### [Task instructions]
Return the lines below exactly, starting with the line that contains "One dot per instance of the grassy" and stopping after the last line.

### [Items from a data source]
§

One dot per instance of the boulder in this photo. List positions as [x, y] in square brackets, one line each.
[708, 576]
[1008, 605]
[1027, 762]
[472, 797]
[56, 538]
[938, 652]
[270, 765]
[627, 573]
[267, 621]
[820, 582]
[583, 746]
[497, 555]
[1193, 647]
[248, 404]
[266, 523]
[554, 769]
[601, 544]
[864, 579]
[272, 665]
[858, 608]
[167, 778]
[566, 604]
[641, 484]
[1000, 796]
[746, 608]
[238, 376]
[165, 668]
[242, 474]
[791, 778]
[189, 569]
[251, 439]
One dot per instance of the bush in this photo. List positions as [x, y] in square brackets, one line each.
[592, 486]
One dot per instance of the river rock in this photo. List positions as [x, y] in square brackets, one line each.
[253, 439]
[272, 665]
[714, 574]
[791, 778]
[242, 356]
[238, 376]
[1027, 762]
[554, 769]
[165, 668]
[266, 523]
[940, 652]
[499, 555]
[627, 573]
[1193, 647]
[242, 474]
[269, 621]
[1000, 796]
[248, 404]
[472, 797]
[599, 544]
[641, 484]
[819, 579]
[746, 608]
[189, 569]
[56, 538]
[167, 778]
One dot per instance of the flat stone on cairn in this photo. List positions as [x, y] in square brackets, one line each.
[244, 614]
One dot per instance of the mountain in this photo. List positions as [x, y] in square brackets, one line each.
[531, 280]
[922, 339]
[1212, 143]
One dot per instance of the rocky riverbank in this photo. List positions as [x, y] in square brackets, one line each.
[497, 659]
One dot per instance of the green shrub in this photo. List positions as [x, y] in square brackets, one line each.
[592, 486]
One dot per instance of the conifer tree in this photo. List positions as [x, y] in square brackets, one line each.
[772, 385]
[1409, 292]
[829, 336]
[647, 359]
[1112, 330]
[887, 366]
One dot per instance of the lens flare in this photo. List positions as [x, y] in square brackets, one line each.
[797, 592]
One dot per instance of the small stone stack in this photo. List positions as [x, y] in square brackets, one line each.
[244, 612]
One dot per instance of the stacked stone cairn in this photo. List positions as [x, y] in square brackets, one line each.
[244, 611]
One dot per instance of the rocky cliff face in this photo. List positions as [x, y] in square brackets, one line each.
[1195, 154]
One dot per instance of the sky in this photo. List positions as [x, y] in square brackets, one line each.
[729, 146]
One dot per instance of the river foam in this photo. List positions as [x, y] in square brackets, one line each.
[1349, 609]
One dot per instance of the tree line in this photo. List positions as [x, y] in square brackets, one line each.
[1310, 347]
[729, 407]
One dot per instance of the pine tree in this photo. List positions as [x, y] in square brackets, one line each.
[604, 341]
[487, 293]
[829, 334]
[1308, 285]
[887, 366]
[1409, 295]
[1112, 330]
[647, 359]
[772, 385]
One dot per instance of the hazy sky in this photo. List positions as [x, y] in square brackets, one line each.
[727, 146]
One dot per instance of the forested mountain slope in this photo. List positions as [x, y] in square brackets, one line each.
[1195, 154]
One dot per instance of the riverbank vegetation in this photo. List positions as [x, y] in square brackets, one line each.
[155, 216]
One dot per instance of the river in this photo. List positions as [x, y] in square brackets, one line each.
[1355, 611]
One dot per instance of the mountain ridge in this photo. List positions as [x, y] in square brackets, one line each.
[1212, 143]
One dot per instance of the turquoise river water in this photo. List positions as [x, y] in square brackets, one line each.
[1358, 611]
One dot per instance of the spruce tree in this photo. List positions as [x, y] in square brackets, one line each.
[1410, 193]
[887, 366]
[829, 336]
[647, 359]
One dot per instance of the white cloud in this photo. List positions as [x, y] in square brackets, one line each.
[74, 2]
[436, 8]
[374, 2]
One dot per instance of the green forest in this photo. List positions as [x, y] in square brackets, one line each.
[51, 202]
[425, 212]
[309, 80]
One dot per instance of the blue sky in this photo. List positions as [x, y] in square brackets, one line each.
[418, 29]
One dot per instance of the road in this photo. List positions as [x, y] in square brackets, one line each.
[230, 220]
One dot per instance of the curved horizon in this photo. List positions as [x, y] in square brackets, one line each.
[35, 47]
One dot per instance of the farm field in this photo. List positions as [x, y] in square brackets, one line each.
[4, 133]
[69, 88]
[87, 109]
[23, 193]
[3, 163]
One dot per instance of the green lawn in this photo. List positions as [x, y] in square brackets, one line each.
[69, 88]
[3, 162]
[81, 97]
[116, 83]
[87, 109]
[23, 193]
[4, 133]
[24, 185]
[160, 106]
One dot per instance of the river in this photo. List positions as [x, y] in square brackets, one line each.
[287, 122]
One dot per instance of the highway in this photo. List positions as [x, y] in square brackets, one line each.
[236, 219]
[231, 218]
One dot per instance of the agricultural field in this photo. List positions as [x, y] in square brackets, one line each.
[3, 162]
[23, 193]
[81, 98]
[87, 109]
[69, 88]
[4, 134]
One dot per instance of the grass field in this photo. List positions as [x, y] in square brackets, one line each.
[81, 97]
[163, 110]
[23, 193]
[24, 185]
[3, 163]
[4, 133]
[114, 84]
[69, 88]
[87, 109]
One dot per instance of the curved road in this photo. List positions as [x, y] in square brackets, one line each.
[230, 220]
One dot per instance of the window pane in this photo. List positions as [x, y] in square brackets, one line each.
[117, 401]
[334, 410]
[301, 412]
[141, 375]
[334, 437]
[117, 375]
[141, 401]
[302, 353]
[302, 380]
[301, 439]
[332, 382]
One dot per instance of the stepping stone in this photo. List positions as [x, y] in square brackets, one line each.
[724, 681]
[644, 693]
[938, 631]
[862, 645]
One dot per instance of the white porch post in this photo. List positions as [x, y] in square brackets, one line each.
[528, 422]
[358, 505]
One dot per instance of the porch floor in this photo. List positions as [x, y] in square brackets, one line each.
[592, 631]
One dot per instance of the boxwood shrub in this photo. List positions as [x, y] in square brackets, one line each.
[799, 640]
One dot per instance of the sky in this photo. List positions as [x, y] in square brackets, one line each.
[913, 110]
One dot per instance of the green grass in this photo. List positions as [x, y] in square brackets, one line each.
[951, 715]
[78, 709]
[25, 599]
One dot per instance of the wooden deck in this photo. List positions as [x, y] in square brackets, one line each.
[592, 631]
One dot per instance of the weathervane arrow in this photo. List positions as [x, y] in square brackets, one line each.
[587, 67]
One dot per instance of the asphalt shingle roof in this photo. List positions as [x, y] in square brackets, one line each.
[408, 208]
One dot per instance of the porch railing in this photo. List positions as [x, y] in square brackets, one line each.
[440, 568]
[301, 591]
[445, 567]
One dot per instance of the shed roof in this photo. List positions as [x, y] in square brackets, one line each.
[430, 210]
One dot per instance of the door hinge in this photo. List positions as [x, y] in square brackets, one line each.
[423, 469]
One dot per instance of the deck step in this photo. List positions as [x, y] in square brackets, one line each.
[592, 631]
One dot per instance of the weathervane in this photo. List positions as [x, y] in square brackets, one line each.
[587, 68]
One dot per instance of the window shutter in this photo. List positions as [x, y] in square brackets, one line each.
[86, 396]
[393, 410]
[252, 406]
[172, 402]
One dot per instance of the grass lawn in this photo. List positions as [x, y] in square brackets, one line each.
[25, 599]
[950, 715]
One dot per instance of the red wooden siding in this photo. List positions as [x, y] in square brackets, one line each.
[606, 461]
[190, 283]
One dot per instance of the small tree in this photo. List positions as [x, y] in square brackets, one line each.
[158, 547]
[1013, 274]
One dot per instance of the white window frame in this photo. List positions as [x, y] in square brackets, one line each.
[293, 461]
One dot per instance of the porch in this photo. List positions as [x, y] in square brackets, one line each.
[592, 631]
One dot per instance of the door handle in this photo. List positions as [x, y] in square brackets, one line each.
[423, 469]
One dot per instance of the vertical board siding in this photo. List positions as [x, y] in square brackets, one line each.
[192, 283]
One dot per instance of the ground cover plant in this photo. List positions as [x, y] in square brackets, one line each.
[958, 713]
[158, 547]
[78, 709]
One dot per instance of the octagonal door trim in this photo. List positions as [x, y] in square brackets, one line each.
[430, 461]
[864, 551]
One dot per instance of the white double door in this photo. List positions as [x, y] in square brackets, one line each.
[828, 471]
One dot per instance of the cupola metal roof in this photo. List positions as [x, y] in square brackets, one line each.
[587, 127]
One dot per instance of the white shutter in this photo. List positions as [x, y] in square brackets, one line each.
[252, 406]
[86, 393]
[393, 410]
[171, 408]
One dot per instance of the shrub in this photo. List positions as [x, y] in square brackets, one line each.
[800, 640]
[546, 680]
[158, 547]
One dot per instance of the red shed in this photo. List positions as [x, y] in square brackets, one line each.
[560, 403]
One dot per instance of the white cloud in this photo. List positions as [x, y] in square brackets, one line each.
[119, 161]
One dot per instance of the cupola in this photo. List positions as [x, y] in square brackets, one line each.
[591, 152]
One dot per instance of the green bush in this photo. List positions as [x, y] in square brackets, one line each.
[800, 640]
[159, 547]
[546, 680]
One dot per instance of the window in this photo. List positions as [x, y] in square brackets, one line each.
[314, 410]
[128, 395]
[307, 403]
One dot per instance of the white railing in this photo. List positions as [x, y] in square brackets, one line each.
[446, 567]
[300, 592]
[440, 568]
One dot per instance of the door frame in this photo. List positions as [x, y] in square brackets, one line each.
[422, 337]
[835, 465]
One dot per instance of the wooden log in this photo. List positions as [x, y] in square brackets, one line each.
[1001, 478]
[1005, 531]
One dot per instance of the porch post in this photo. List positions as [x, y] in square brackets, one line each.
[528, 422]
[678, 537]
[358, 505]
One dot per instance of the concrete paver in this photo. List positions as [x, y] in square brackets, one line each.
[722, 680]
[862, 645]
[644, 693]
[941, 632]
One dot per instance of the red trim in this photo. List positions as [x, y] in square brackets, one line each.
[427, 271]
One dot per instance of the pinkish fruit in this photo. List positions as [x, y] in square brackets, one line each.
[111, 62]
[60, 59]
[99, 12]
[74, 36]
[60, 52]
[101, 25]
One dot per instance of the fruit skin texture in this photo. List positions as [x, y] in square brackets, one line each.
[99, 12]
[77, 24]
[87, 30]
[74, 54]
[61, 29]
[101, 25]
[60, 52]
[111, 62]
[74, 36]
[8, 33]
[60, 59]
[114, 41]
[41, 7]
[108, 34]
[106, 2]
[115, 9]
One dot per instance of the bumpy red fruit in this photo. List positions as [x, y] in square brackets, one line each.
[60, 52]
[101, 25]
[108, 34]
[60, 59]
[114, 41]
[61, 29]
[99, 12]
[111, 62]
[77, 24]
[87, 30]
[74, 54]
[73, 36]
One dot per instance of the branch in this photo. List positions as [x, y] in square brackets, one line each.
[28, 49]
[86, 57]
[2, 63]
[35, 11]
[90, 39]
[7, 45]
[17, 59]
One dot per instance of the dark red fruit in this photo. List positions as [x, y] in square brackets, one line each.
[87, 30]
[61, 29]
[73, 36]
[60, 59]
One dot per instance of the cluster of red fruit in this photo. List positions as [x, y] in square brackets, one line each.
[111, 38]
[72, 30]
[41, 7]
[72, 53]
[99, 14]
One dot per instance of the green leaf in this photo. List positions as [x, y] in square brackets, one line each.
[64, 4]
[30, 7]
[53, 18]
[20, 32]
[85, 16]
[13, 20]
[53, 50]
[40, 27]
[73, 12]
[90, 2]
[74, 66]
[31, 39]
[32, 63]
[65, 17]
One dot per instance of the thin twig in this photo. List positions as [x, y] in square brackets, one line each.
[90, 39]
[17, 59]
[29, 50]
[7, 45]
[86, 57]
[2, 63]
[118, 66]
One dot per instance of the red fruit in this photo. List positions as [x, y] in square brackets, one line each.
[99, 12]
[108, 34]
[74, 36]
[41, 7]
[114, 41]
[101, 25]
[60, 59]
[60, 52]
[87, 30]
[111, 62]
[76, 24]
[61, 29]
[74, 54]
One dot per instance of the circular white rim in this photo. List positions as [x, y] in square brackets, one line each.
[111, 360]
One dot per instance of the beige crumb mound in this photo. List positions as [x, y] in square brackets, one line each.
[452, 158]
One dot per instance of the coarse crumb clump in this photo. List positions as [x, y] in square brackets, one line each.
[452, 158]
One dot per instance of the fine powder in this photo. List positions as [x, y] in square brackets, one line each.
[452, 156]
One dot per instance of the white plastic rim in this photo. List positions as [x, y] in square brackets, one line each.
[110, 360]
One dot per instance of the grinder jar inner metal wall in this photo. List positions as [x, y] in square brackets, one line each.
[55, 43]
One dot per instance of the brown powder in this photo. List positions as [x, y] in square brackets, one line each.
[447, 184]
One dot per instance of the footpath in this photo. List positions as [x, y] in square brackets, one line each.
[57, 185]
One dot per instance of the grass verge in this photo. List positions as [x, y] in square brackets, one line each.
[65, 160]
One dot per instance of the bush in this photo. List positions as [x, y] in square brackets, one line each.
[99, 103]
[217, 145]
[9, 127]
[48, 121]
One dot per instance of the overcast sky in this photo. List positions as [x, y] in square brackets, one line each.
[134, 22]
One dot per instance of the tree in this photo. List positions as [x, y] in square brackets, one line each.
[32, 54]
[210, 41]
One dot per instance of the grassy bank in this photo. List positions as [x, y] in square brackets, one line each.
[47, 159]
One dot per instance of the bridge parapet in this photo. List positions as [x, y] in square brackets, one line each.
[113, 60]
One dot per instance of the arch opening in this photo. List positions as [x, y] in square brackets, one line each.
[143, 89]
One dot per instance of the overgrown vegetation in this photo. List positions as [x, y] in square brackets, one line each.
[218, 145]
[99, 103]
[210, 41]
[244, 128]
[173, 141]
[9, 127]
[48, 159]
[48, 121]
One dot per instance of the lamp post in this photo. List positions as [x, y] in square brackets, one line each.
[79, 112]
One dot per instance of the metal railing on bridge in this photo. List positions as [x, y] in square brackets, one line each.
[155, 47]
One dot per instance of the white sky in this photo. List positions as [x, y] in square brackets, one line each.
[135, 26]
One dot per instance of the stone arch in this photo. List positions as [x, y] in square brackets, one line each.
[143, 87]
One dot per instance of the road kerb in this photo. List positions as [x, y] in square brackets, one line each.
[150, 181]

§

### [Solved exercise]
One dot per instance of the grassy bank in this photo. List positions as [x, y] in square brackets, one line each.
[47, 159]
One dot per instance of the bridge parapet in this photo. List positions as [x, y] in square brackets, one line each.
[113, 60]
One dot per instance of the arch opening in this photo. List positions as [x, y] in square brackets, one line each.
[143, 89]
One dot per instance of the overgrown vegetation in this photo. List positions as [x, y] in square brackets, one line each.
[218, 145]
[99, 103]
[210, 41]
[244, 128]
[173, 141]
[9, 127]
[48, 159]
[48, 121]
One dot per instance of the lamp post in this photo. List positions as [x, y] in square brackets, one line each.
[79, 112]
One dot per instance of the metal railing on bridge in this photo. List positions as [x, y] in square brackets, one line each.
[155, 47]
One dot per instance of the white sky in this photo. List positions as [x, y] in square brackets, one line each.
[135, 26]
One dot per instance of the stone arch in this photo. List positions as [x, y] in square brackets, one line each.
[143, 87]
One dot per instance of the road kerb in this photo. List positions as [x, y] in square brackets, one line each.
[150, 181]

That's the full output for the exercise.